### [SHORT EXERCISE]
Starting at the line that contains "Given the photo above, point to the tree with", transcribe every remaining line of the entries exactly, including the last one.

### [EXTRACTED DATA]
------------------------------------
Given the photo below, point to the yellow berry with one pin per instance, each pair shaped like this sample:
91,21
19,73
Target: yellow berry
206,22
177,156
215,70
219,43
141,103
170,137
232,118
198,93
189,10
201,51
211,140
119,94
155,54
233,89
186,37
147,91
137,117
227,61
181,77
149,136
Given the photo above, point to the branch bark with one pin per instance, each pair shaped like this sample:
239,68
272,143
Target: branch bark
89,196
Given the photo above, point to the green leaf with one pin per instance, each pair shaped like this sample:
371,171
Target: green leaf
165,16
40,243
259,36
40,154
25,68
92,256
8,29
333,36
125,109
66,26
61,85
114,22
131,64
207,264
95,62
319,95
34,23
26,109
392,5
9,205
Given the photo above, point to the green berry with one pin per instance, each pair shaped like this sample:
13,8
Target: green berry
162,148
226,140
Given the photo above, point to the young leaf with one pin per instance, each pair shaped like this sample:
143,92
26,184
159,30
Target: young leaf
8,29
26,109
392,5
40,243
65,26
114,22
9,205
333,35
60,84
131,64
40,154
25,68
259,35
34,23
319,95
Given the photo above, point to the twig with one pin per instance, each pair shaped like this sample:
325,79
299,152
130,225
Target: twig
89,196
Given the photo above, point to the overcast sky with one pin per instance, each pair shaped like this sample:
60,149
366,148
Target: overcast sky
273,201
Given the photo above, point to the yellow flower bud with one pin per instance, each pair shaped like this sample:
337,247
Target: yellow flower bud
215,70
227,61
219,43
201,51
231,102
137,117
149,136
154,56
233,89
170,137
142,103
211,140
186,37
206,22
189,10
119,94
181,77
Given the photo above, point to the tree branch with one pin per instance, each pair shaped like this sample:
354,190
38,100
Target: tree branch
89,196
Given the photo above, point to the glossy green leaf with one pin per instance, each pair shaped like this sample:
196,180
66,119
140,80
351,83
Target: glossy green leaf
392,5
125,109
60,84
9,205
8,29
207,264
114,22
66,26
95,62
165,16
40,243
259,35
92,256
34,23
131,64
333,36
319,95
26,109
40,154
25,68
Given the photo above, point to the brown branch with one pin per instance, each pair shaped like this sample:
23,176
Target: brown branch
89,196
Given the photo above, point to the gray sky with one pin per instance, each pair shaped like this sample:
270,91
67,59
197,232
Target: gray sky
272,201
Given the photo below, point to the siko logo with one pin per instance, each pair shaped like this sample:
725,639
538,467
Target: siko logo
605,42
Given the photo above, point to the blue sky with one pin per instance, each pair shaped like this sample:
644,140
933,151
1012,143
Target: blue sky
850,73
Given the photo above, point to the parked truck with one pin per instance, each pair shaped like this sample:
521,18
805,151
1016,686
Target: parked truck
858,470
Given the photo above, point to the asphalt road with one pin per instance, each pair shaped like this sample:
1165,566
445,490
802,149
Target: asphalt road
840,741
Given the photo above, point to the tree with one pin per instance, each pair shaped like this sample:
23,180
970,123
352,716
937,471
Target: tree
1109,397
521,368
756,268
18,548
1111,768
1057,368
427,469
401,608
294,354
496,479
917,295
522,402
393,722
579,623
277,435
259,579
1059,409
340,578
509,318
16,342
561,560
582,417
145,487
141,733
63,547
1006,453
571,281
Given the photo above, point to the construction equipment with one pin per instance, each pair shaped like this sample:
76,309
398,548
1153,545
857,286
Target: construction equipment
------------------------------------
### [TASK ANSWER]
Given the photo above, point to the tree with one pin per instance, each pair shaped like this sample:
23,180
970,123
352,716
937,471
Target: tree
1109,397
521,368
756,268
18,548
1111,768
1057,368
427,469
401,608
294,354
496,479
917,295
522,402
393,722
579,623
277,435
259,579
1059,409
340,578
509,318
16,342
561,560
582,417
145,487
141,733
63,547
1006,453
571,281
Given the photo above, point to the construction equipment with one pin per instance, each pair shaped like this sample:
76,309
398,548
1153,545
857,286
Target: construction equipment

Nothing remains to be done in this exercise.